> [PROVIDED TEXT]:
* * *

More than that, they spoke about the necessity of changing the conversation with states and armed groups to expand the possibility that something can be done to alleviate the plight of child soldiers.

It was fascinating to listen to a couple of the stories. Dallaire told a story about child soldiers in the Sudan. He talked about the eventual release of 300 child soldiers into the care of his organization. This only happened by establishing dialogue with a willingness to listen, to ask questions and to learn.

There are underlying circumstances or conditions – history and reality – that lead to the tactical and strategic use of children as a weapon of war. We heard about the reduced population of older people through both war and the ravages of AIDS, leading to a much higher percentage of children in the population. And we heard about poverty and few options for children or families. Ironically, becoming part of an armed initiative can provide a sense of safety for children or a sense of belonging.

Ultimately through establishing a dialogue with this armed group in Sudan, Dallaire and his team were able to ask a different set of questions – not questions of accusation or blame. They asked questions like, are these children winning battles for you? Will they win the war for you? Are they able to sustain conflict over a long period of time? Are you able to sustain them as a group of soldiers? What about the International reaction to the use of child soldiers – does this help your cause?

The answers to the questions were ultimately no, they don’t win battles or wars and we can’t sustain them the way we can an adult army and the impact of international scrutiny because of child soldiers is not helpful. They asked questions that invited a closer look at an expanded reality. This is what ultimately led to the surrendering of those children.

Canada is playing an innovative and leading edge role in raising awareness of child soldiers, in understanding the underlying patterns as well as the tactical and strategic uses, that lead to the ongoing use of child soldiers. They are changing the nature of the relationship and the conversations to find new ways forward and make progress on a disturbing and challenging trend in some conflict zones. This is essentially a worldview exploration and we know that applying the skills of Worldview Intelligence changes outcomes. While there is a long way to go on this issue, there is hope.

* * *

> [SOURCE DATA]:

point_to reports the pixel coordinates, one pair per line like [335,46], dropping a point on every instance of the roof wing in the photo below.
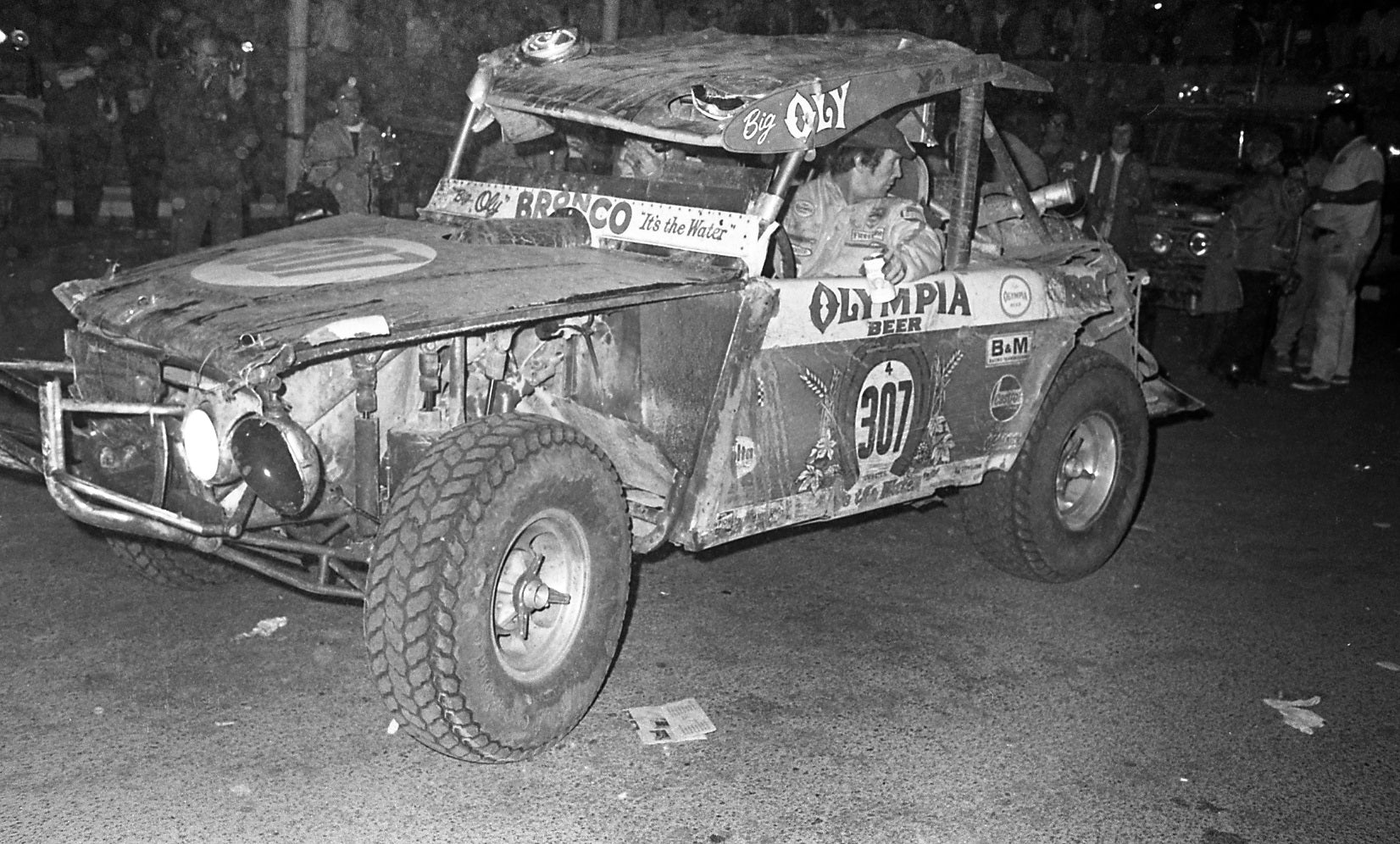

* * *

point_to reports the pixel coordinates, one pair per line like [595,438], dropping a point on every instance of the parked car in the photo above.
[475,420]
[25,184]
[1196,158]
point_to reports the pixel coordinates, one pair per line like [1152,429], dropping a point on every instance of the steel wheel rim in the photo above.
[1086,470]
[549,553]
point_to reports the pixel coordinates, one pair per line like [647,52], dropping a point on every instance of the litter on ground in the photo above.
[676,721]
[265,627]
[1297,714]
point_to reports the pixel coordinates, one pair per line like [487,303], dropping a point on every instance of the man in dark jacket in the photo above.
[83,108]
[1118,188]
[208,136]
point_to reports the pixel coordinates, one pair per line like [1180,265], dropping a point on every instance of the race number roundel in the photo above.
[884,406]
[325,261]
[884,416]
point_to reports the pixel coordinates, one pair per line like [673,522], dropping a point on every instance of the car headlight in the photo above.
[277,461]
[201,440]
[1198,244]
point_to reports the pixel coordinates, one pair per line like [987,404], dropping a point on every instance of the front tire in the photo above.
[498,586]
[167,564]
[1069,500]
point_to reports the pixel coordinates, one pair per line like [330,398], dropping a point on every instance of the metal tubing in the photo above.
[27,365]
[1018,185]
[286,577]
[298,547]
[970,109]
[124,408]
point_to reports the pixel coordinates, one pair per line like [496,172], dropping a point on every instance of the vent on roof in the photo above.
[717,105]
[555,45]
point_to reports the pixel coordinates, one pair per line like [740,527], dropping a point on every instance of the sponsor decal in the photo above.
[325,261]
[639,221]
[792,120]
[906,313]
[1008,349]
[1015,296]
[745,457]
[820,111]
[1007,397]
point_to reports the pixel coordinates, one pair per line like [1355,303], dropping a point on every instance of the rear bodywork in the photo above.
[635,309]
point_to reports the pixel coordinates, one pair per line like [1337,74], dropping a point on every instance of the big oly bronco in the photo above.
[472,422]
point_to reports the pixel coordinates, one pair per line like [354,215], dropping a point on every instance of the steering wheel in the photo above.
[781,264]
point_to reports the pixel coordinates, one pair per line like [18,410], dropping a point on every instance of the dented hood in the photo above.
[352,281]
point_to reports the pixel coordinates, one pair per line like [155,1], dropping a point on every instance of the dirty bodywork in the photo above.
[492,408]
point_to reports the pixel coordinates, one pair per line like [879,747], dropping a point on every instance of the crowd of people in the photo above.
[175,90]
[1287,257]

* * *

> [PROBLEMS AND TASKS]:
[1] Reproduce the stretch of the passage on child soldiers from "More than that, they" through "plight of child soldiers.".
[2] According to the passage on child soldiers, how many child soldiers in the Sudan were eventually released into the care of Dallaire's organization?
None of the lines are needed for this work.

> [PROBLEM SOLUTIONS]:
[1]
More than that, they spoke about the necessity of changing the conversation with states and armed groups to expand the possibility that something can be done to alleviate the plight of child soldiers.

[2] 300 child soldiers were released into the care of his organization.